--- START OF Reading passage ---

PRESS RELEASE 16 Mar 2023
16 March 2023, London / Brussels
A year after P&O Ferries illegally fired 786 UK seafarers, European and global unions are calling for the country’s latest Prime Minister, Rishi Sunak, to crack down on corporations who break the law and violate the labour rights of British workers.
“It is
unbelievable that one year on from P&O Ferries’ mass sackings there
have been exactly zero penalties, fines or charges brought against the company
or its disgraced CEO Peter Hebblethwaite by the UK government,” said Stephen Cotton, General
Secretary of the International Transport Workers’ Federation (ITF).
“Despite all the rhetoric and bluster, despite Rishi Sunak calling P&O’s actions ‘‘appalling’, the UK government has proven totally feckless when it comes to actually holding this company to account once the cameras were switched off.”
ITF General Secretary Stephen Cotton speaks to media last year at a
solidarity march for the sacked seafarers | (Credit: ITF)
Cotton said the lack of action from the UK government was even more
appalling considering Hebblethwaite admitted to a British parliamentary hearing
that he broke the law and said he would do so again.

--- END OF Reading passage ---
--- START OF Record extracts ---

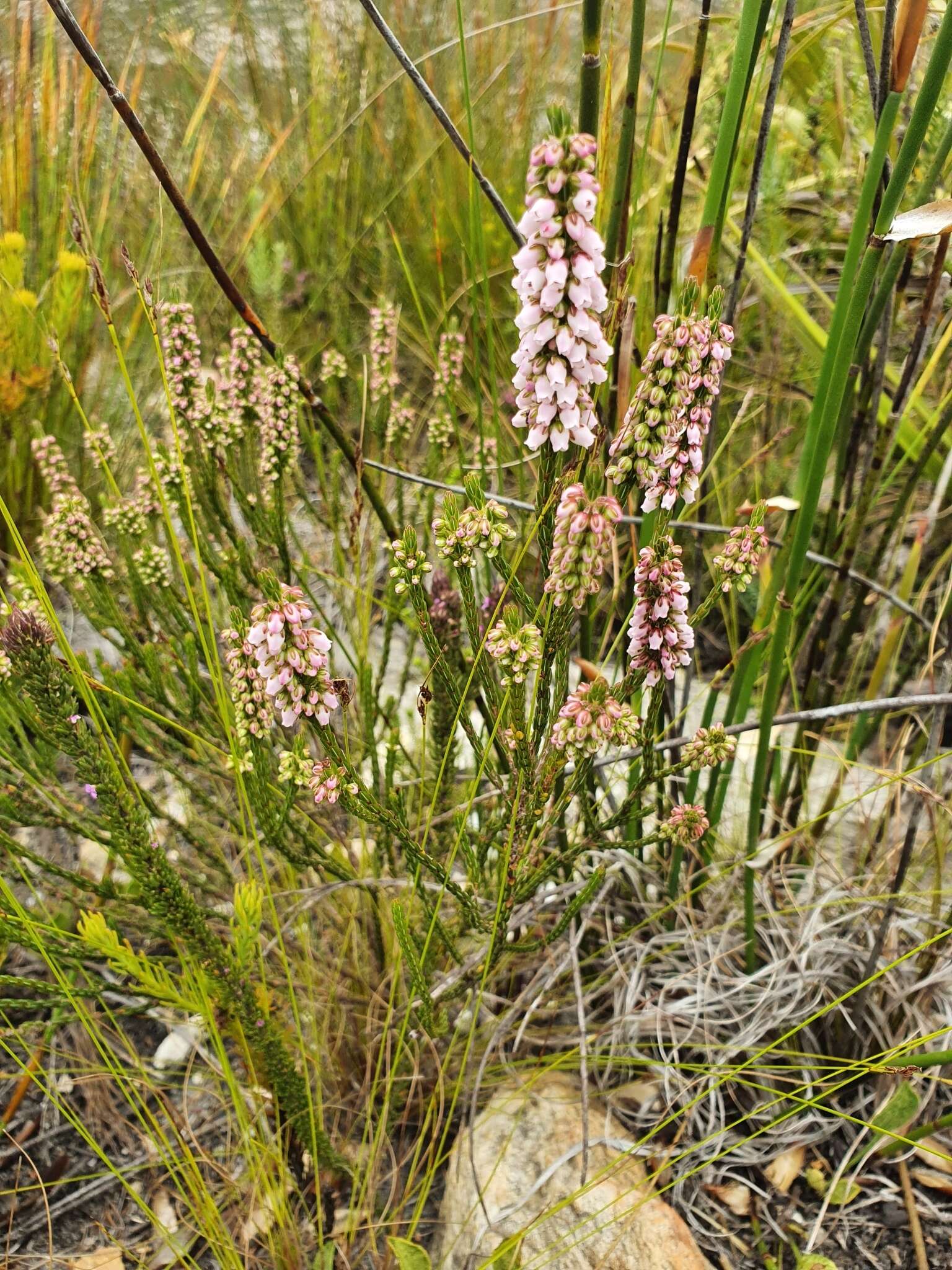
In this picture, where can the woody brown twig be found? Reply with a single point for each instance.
(316, 408)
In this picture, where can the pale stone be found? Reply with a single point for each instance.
(527, 1147)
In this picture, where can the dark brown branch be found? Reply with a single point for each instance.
(444, 121)
(318, 409)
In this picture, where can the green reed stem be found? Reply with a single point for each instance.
(681, 169)
(822, 424)
(626, 135)
(729, 127)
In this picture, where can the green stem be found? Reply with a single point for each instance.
(731, 111)
(681, 171)
(626, 135)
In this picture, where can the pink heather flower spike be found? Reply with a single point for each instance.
(54, 468)
(591, 719)
(660, 441)
(659, 636)
(582, 541)
(183, 361)
(685, 825)
(293, 658)
(562, 349)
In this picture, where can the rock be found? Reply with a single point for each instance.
(527, 1151)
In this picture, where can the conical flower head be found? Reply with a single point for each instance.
(741, 556)
(329, 780)
(708, 747)
(253, 706)
(410, 564)
(582, 543)
(659, 634)
(562, 352)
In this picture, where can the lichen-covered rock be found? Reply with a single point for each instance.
(527, 1151)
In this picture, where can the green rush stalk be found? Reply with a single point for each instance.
(822, 425)
(681, 171)
(625, 159)
(728, 131)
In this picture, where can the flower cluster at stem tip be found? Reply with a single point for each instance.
(582, 541)
(591, 719)
(660, 441)
(517, 648)
(293, 658)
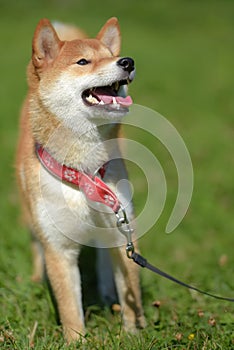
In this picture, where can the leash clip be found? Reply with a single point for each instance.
(124, 227)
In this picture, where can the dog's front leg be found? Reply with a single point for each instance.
(64, 277)
(128, 287)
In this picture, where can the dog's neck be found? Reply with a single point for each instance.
(86, 150)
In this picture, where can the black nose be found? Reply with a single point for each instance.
(126, 63)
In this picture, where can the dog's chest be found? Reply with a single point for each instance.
(64, 212)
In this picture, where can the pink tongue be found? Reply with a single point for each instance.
(123, 101)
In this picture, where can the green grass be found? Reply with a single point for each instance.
(184, 55)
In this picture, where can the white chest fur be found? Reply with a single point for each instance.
(67, 216)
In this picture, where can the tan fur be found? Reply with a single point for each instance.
(45, 120)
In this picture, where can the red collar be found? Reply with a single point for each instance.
(92, 186)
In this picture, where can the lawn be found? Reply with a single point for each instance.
(184, 56)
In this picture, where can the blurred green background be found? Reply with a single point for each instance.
(184, 56)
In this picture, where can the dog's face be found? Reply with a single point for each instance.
(82, 78)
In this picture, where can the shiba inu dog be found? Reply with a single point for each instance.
(69, 136)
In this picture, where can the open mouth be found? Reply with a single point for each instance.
(113, 95)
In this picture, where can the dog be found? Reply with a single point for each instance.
(70, 122)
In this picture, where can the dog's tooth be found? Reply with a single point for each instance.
(92, 99)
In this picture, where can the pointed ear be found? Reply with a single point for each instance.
(109, 35)
(46, 44)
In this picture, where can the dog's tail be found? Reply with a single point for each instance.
(68, 31)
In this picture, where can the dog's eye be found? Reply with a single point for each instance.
(82, 62)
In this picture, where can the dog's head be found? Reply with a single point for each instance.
(81, 78)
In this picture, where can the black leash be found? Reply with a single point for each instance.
(138, 259)
(123, 226)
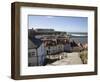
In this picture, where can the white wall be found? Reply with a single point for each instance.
(5, 38)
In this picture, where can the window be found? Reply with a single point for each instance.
(30, 54)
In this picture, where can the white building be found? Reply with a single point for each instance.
(36, 52)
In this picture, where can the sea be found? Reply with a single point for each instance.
(79, 38)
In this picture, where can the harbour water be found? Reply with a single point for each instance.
(80, 39)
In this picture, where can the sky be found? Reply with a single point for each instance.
(59, 23)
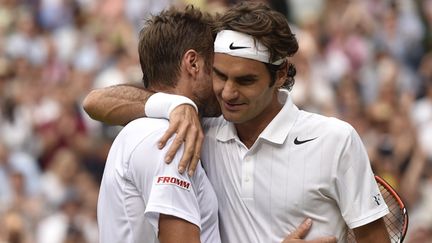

--- END OF Record extracts ---

> **Exercise tasks**:
[a] Answer these questions from the press release:
(i) How many UK seafarers did P&O Ferries fire?
(ii) What position does Stephen Cotton hold?
(iii) Where did Hebblethwaite admit that he broke the law?
[b] Reproduce the passage of the press release starting with "PRESS RELEASE 16" and going on through "Workers’ Federation (ITF).".

> **Expected outputs**:
[a]
(i) 786
(ii) General Secretary of the International Transport Workers' Federation (ITF)
(iii) At a British parliamentary hearing

[b]
PRESS RELEASE 16 Mar 2023
16 March 2023, London / Brussels
A year after P&O Ferries illegally fired 786 UK seafarers, European and global unions are calling for the country’s latest Prime Minister, Rishi Sunak, to crack down on corporations who break the law and violate the labour rights of British workers.
“It is
unbelievable that one year on from P&O Ferries’ mass sackings there
have been exactly zero penalties, fines or charges brought against the company
or its disgraced CEO Peter Hebblethwaite by the UK government,” said Stephen Cotton, General
Secretary of the International Transport Workers’ Federation (ITF).